**What this task involves:** To answer, print the line containing "Predict a precise" and each line after it in the listing below, exactly as they stand.

**The records:**
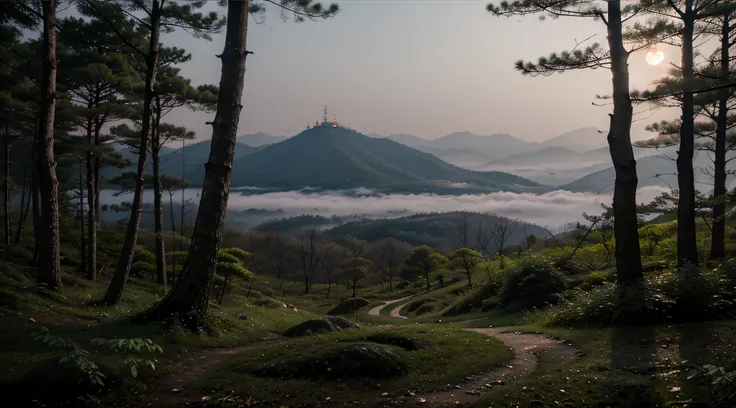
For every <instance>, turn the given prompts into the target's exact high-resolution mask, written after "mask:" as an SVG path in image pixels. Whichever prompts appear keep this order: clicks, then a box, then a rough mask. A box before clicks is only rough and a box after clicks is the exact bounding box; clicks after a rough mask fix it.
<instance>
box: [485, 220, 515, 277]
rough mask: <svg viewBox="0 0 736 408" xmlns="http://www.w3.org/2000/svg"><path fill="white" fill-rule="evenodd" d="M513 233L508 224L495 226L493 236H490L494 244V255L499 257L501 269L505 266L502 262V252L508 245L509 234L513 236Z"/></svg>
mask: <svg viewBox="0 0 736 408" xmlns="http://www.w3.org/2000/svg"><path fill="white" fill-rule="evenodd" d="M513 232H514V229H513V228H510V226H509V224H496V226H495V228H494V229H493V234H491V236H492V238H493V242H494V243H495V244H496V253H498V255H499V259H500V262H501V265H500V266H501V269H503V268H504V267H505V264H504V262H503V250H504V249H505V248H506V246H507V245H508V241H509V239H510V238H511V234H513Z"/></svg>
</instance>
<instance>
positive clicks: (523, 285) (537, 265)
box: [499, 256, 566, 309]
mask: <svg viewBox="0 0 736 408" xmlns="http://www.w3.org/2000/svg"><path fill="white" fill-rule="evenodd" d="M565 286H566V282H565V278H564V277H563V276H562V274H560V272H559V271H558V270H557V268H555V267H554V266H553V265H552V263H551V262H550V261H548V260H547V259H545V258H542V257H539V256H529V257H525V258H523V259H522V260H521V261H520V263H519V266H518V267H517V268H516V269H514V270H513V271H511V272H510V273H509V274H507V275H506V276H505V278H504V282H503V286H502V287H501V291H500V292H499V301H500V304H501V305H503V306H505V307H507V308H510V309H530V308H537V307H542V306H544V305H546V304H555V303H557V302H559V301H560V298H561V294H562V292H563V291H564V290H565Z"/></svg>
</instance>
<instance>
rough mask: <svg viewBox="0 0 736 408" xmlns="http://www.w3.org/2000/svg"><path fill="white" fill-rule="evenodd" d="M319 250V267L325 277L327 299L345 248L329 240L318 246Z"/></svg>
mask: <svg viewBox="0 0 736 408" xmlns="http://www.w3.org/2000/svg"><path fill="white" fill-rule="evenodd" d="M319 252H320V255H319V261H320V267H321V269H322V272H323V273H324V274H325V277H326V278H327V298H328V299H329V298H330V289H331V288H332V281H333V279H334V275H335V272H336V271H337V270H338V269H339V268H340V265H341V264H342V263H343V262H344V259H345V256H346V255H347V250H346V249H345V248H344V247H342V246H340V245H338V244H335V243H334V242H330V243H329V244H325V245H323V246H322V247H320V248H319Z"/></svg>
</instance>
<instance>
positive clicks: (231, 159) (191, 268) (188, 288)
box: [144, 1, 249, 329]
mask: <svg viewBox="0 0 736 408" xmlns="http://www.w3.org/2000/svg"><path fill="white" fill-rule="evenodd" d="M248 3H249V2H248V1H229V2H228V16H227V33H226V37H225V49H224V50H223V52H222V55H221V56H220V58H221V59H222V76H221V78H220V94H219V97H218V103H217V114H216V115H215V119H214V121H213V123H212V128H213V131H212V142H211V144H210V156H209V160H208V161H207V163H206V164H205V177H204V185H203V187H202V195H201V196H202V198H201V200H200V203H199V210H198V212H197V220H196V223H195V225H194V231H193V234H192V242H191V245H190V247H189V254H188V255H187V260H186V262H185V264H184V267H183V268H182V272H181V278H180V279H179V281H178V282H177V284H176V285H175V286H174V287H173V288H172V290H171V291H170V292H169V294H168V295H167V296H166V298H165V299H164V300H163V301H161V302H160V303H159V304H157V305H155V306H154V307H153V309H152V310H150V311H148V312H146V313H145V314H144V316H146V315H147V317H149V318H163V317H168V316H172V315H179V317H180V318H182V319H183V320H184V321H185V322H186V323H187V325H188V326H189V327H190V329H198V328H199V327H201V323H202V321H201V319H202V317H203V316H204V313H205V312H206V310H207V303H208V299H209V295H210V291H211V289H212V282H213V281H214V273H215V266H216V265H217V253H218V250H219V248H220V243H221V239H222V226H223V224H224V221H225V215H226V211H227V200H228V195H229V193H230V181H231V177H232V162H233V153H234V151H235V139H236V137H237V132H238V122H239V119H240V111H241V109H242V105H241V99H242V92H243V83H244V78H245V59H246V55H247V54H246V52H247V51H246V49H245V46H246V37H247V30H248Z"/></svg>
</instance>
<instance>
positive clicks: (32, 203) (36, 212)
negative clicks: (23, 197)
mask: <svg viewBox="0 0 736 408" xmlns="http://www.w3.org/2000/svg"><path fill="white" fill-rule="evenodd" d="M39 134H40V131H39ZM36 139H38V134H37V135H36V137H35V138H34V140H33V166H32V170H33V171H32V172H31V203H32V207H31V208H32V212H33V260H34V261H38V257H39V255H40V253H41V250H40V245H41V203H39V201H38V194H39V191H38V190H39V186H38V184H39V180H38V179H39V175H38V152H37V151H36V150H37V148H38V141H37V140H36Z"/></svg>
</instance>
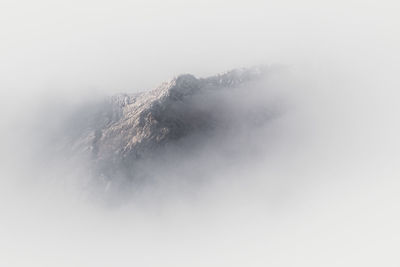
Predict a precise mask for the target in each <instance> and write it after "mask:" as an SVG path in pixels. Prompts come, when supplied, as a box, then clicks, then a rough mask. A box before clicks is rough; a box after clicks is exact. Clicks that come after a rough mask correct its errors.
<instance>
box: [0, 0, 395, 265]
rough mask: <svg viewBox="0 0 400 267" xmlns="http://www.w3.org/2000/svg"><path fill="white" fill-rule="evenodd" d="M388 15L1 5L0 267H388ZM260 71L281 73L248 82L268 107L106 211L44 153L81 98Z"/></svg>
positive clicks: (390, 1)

**Written solution:**
Predict a precise mask for the target in each <instance> and write it after "mask:" as an SVG path in pixels. Prompts come, when supplied, as a box, then clicks, then a rough mask. A box before clicks is rough; a box after clicks is exact. Clicks that come after a rough mask correct its errors.
<instance>
box: [0, 0, 395, 265]
rough mask: <svg viewBox="0 0 400 267" xmlns="http://www.w3.org/2000/svg"><path fill="white" fill-rule="evenodd" d="M388 15L1 5L0 267H388ZM260 71L281 73L248 82L268 107L106 211L44 153L81 98Z"/></svg>
positive clicks: (390, 1)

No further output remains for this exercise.